■ **PROVIDED DATA**:

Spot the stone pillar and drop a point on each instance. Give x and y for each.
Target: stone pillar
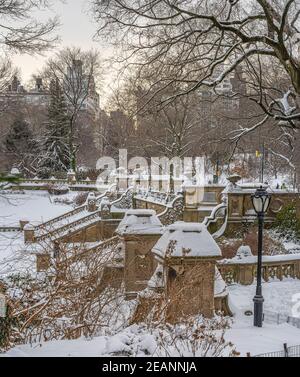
(23, 223)
(29, 233)
(105, 208)
(43, 262)
(188, 254)
(92, 202)
(140, 230)
(71, 177)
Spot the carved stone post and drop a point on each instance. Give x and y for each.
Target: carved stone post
(29, 233)
(92, 202)
(140, 230)
(188, 254)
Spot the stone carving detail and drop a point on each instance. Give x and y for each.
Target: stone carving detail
(126, 200)
(174, 213)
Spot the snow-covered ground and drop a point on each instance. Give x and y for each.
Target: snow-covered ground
(137, 341)
(278, 296)
(34, 206)
(14, 258)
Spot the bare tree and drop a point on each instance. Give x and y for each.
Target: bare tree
(200, 43)
(21, 31)
(76, 70)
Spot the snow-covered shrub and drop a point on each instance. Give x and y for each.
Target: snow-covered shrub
(81, 198)
(287, 223)
(194, 337)
(69, 300)
(57, 189)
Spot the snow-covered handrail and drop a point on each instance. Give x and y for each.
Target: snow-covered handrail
(213, 218)
(173, 212)
(125, 201)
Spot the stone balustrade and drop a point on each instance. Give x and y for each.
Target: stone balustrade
(243, 271)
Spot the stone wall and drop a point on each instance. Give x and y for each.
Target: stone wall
(190, 289)
(139, 262)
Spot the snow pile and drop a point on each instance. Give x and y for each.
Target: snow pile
(187, 239)
(244, 252)
(140, 222)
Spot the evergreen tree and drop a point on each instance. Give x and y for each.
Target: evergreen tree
(55, 146)
(21, 145)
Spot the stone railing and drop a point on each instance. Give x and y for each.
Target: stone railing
(219, 212)
(48, 224)
(72, 227)
(125, 201)
(155, 196)
(173, 212)
(243, 271)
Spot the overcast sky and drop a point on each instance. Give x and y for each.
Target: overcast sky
(77, 29)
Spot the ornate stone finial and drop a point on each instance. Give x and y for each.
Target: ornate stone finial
(105, 208)
(92, 202)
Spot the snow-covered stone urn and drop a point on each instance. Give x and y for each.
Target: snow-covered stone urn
(188, 254)
(140, 230)
(28, 233)
(105, 208)
(71, 177)
(92, 202)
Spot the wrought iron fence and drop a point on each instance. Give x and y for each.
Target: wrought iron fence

■ **TASK DETAILS**:
The expected output is each line of the records above that includes the word "iron".

■ **TASK SOLUTION**:
Spot the wrought iron fence and drop a point on each instance. Give x and y for each.
Target: wrought iron fence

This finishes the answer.